TO DO - Beginning at whichever line contains "One pin marks each instance of the hedge", reproduce each line of the records below word for word, ending with the last, and add nothing.
= = = =
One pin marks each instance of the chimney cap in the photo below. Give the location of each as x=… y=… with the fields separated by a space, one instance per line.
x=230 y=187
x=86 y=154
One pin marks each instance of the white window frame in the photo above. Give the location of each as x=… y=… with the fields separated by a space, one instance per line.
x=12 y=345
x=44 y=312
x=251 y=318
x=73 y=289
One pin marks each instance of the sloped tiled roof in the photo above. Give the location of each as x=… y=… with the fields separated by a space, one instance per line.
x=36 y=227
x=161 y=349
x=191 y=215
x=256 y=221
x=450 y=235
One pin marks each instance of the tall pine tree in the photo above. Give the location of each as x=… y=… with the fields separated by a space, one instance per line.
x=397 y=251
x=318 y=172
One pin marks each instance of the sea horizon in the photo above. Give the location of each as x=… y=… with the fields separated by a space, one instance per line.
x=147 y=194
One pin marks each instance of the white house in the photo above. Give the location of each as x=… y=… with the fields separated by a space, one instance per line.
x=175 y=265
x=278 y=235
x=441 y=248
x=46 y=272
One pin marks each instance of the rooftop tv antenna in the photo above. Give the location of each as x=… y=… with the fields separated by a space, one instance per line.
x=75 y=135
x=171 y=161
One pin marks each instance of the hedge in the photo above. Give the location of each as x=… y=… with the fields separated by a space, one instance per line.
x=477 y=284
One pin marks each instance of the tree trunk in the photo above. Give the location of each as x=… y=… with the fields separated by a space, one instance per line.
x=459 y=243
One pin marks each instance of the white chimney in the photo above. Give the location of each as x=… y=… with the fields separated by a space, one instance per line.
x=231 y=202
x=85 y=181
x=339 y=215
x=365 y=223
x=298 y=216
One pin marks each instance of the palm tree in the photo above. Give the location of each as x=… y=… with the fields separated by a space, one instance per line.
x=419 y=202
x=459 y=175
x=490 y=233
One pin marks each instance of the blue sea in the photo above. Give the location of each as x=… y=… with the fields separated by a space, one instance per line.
= = = =
WRITTEN SOLUTION -
One pin marks each instance of the hedge in the photo above. Give the location of each as x=… y=… with the fields separated by a space, one instance per line.
x=477 y=284
One pin marks each instance of the tree trunk in the photo above. Give the location of each as x=… y=… with the fields separated by a space, one instance per line.
x=459 y=243
One pin marks each instance of the white chimney in the photo above. Give the location of each as x=… y=… with the fields separated by a space, one instance per line.
x=231 y=202
x=85 y=181
x=339 y=215
x=365 y=223
x=298 y=216
One pin marks each instance of the palm tree in the photo above. Give the location of each as x=… y=… with the fields separated by a space, one instance per line.
x=419 y=202
x=459 y=175
x=490 y=233
One pin marks each instance of the blue sea in the photo above. Give the location of each as x=… y=… with the fields separated by a space, one instance per line.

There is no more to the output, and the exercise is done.